*Petunjuk Pengerjaan:*
1. Menurut kutipan sumber tentang peranan musik dalam liturgi, di paroki mana terjadi persoalan konkret yang akan dipaparkan penulis?
2. Salin persis baris-baris entri mulai dari baris yang memuat "of the forehead" sampai baris terakhir entri, termasuk kedua ujungnya.
===== Kutipan Sumber
Search

Selasa, 05 Juni 2012

Peranan Musik dalam Liturgi

Peranan Musik dalam Liturgi
Pengantar
          Ada orang yang mengatakan bahwa jika tidak ada musik dalam perayaan liturgi bagaikan sayur tanpa garam. Pernyataan itu mengindikasikan bahwa peranan musik (nyanyian dan iringan) dalam liturgi sangat penting. Akan tetapi, tidak semua umat beriman memahami peranan musik dalam liturgi. Oleh karena itu, penulis dalam makalah ini akan mengkaji kembali fungsi musik dalam liturgi berdasarkan ulasan dari Anthoni Milner  dalam essainya yang berjudul Music in the Liturgy.[1] Untuk lebih memahami peranan musik dalam liturgi, penulis juga akan memaparkan persoalan konkret yang trerjadi di Paroki Hati Kudus Kramat. Di akhir tulisan ini, penulis menyertakan refleksinya mengenai peranan musik dalam liturgi.
==========
===== Data Entri
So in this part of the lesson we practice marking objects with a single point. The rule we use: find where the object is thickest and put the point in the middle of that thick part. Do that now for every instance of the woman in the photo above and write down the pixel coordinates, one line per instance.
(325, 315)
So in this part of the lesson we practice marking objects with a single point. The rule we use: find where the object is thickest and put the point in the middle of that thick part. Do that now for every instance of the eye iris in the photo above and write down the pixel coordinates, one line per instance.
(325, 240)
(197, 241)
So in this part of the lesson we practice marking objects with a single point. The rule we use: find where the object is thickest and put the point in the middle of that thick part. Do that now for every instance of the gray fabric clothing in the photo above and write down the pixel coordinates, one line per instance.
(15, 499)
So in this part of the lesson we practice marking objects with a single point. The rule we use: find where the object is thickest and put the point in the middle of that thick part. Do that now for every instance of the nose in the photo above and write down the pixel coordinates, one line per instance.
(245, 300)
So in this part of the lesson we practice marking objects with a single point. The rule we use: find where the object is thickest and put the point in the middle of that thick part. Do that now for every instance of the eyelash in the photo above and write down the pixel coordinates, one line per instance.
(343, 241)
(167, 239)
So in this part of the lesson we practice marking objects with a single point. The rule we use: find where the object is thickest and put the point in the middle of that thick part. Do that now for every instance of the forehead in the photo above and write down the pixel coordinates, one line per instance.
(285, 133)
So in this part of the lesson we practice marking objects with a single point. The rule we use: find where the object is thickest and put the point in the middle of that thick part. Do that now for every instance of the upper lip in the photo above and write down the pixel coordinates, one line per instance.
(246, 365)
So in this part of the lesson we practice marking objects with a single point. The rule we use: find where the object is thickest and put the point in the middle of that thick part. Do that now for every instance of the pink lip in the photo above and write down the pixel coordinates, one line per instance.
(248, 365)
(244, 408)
==========
*Hasil Tiap Tugas:*
1. Persoalan itu terjadi di Paroki Hati Kudus Kramat.

2.
So in this part of the lesson we practice marking objects with a single point. The rule we use: find where the object is thickest and put the point in the middle of that thick part. Do that now for every instance of the forehead in the photo above and write down the pixel coordinates, one line per instance.
(285, 133)
So in this part of the lesson we practice marking objects with a single point. The rule we use: find where the object is thickest and put the point in the middle of that thick part. Do that now for every instance of the upper lip in the photo above and write down the pixel coordinates, one line per instance.
(246, 365)
So in this part of the lesson we practice marking objects with a single point. The rule we use: find where the object is thickest and put the point in the middle of that thick part. Do that now for every instance of the pink lip in the photo above and write down the pixel coordinates, one line per instance.
(248, 365)
(244, 408)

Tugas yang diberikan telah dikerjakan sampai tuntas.